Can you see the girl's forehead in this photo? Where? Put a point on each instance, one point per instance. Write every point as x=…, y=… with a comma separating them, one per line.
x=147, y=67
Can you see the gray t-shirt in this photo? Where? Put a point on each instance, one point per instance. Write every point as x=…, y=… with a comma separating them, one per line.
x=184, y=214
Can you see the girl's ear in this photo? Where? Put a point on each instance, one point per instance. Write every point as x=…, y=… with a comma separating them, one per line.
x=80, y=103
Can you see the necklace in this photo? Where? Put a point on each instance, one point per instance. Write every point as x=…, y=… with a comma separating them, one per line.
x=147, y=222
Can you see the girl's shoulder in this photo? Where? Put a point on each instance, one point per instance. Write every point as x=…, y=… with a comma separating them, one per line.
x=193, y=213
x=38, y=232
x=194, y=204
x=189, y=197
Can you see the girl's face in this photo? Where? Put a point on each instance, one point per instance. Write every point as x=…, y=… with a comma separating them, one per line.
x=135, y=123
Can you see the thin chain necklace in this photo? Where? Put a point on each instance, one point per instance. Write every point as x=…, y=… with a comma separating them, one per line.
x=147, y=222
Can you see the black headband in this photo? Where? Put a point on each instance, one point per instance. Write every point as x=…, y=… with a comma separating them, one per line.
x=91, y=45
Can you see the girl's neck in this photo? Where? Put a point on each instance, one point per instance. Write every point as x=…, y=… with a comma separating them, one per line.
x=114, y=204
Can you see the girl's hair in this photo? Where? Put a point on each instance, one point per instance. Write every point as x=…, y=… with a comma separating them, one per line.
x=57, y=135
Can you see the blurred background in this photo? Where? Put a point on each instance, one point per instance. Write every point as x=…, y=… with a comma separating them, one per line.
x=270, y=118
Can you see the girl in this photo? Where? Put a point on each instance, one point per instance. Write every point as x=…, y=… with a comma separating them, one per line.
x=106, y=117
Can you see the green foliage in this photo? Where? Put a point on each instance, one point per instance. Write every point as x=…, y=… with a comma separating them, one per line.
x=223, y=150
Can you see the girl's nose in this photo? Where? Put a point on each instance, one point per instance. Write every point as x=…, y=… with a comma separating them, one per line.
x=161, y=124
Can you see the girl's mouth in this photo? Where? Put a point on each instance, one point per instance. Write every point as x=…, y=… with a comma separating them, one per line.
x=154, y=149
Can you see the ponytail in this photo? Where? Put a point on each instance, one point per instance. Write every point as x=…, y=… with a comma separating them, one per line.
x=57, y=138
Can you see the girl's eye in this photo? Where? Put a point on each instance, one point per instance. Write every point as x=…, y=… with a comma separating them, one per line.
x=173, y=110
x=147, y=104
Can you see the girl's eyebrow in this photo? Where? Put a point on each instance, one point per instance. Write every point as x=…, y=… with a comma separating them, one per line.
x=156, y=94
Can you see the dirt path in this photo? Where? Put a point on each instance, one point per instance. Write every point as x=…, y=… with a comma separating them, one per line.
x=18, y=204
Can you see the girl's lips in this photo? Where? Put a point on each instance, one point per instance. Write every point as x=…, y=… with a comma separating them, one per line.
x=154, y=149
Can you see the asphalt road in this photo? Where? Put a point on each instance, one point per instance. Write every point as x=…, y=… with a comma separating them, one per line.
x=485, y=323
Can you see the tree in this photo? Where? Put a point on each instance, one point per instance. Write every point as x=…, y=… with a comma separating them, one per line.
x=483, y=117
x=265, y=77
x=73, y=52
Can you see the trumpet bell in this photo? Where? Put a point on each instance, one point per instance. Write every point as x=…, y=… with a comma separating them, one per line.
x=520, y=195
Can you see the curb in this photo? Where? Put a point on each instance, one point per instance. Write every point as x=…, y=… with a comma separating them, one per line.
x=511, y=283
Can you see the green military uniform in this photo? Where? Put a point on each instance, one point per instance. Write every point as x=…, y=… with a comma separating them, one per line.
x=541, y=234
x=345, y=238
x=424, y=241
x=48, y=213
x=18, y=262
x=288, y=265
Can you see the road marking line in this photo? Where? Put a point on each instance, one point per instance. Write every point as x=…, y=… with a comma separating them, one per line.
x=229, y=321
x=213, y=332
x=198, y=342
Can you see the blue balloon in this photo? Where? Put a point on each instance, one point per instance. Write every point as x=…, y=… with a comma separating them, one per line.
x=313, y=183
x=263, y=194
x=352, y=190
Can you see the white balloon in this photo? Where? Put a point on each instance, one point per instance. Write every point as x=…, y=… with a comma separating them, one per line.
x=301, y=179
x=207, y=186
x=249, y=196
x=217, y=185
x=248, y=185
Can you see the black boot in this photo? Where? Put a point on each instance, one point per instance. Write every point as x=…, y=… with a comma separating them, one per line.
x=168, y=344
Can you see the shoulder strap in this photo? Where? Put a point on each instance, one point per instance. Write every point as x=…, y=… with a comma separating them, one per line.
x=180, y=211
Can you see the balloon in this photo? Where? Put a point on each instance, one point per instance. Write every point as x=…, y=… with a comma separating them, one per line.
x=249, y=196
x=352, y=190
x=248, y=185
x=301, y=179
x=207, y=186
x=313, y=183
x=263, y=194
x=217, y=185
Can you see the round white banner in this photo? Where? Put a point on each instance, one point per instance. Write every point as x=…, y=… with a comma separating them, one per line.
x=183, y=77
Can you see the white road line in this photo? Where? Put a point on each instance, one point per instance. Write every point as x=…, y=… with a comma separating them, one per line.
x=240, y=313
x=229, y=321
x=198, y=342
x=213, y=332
====================
Repeat, without changes, every line from the one that contains "Can you see the road" through the final line of the data.

Can you see the road marking line in this photo? Where? Put a point on each instance, one point per instance. Write every point as x=…, y=… with a comma separating them, one per line.
x=229, y=321
x=213, y=332
x=198, y=342
Can you see the blue balloon in this photo? Where? Put a point on each instance, one point per instance. Write every point as x=…, y=… with a comma separating them, one per line.
x=313, y=183
x=263, y=194
x=352, y=190
Can you see the white balloon in this photo? Where? Put a point on each instance, one point per instance. Write every point as x=…, y=… with a comma separating them, one per line.
x=301, y=179
x=207, y=186
x=249, y=196
x=217, y=185
x=248, y=185
Can you see the black boot in this photo? Where? Put a point on each instance, one point per instance. Write every point as x=…, y=… with a comma separating them, one per line.
x=168, y=344
Can you see the shoulder strap in this photo? Where? Put a point on each instance, one point per instance. Write every point as x=…, y=… with a comma separating them, one per line.
x=180, y=211
Can you see the balloon in this photo? Where? Put a point on each instance, one point per instance. Write every point as x=…, y=… with a comma separating them, one per line.
x=249, y=196
x=352, y=190
x=248, y=185
x=301, y=179
x=207, y=186
x=313, y=183
x=263, y=194
x=217, y=185
Can you see the round white banner in this photo? Where? Put a point on each instance, one point per instance. Write every point as x=…, y=… with a comma separating them, one per line.
x=183, y=77
Can you see the white road line in this photo? Where? Put a point on each instance, one point per instance. Write every point as x=…, y=… with a comma separating them, one per line.
x=240, y=313
x=229, y=321
x=198, y=342
x=213, y=332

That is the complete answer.